**TEKSTFRAGMENT:**
U moet gaan sterven!
Beste lezer, ik moet u iets zeggen wat absoluut niet gemakkelijk is. Ja, ik heb een heel aangrijpende boodschap voor u. Ik zie er ook erg tegenop om die boodschap aan u mee te moeten geven, maar het kán niet anders. Het móét!
Wat is dat voor boodschap? Gaat u er eerst maar eens goed voor zitten, want ik ben er echt van overtuigd dat u deze boodschap nooit meer zult vergeten. De boodschap die ik u mee moet geven is namelijk deze: u moet gaan sterven. Wanneer? Heel spoedig! De precieze tijd weet ik niet, maar de dag is nabij.
Wat doet die boodschap met u? Wat deed deze boodschap met koning Hizkia? Want het is dezelfde boodschap die Hizkia kreeg toen hij op zijn ziekbed lag. Hij was ziek tot stervens toe, lezen we. En de profeet Jesaja, een goede vriend van hem, moet in opdracht van de Heere die boodschap bij hem brengen. De profeet gaat dan ook op weg naar het paleis. En we kunnen ons voorstellen dat hij met lood in de schoenen de paleistrappen beklommen heeft, schoorvoetend door de gangen gelopen is en toen even gewacht heeft voor de deur van de ziekenkamer. Maar het móést! De deur van de ziekenkamer ging voorzichtig open en daar lag zijn vriend. ‘Alzo zegt de HEERE: geef bevel aan uw huis, want gij zult sterven, en niet leven’, zo klonk het.

**OPDRACHTEN:**
(1) Beantwoord over de tekst over Hizkia:
(a) Wanneer moet de lezer volgens de schrijver sterven?
(b) Wie moet de boodschap naar Hizkia brengen, en in wiens opdracht?
(c) Waar lag Hizkia toen hij de boodschap kreeg?
(2) Schrijf een vervolg op de tekst over Hizkia dat aansluit op de laatste zin.
De gegevens hierna komen uit een andere bron dan de tekst.

**AANGELEVERDE GEGEVENS:**
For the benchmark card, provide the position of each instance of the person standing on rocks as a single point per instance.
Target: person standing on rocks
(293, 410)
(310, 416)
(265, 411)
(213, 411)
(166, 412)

**ANTWOORDEN PER OPDRACHT:**
(1)
(a) Heel spoedig; de precieze tijd weet de schrijver niet, maar de dag is nabij.
(b) De profeet Jesaja, in opdracht van de Heere.
(c) Op zijn ziekbed, in de ziekenkamer.

(2)
Ongeneeslijke kwaal
Hizkia zal mogelijk ineengekrompen zijn van schrik. Nog geen 40 jaar oud en dan zo’n boodschap! Als we in het ziekenhuis de uitslag krijgen van een dokter in een witte jas schrikken we ook op. Als ons daar wordt meegedeeld dat we moeten gaan sterven en een ongeneeslijke kwaal in ons omdragen, worden de stoelpoten onder je leven vandaan gezaagd en is alles om je heen ineens betrekkelijk. Maar als er een man in een zwart pak op zondag door de Heere gezonden wordt, die het ons toeroept, laat het ons dan koud? Zeg eens eerlijk: is dat niet vaak de praktijk van het leven?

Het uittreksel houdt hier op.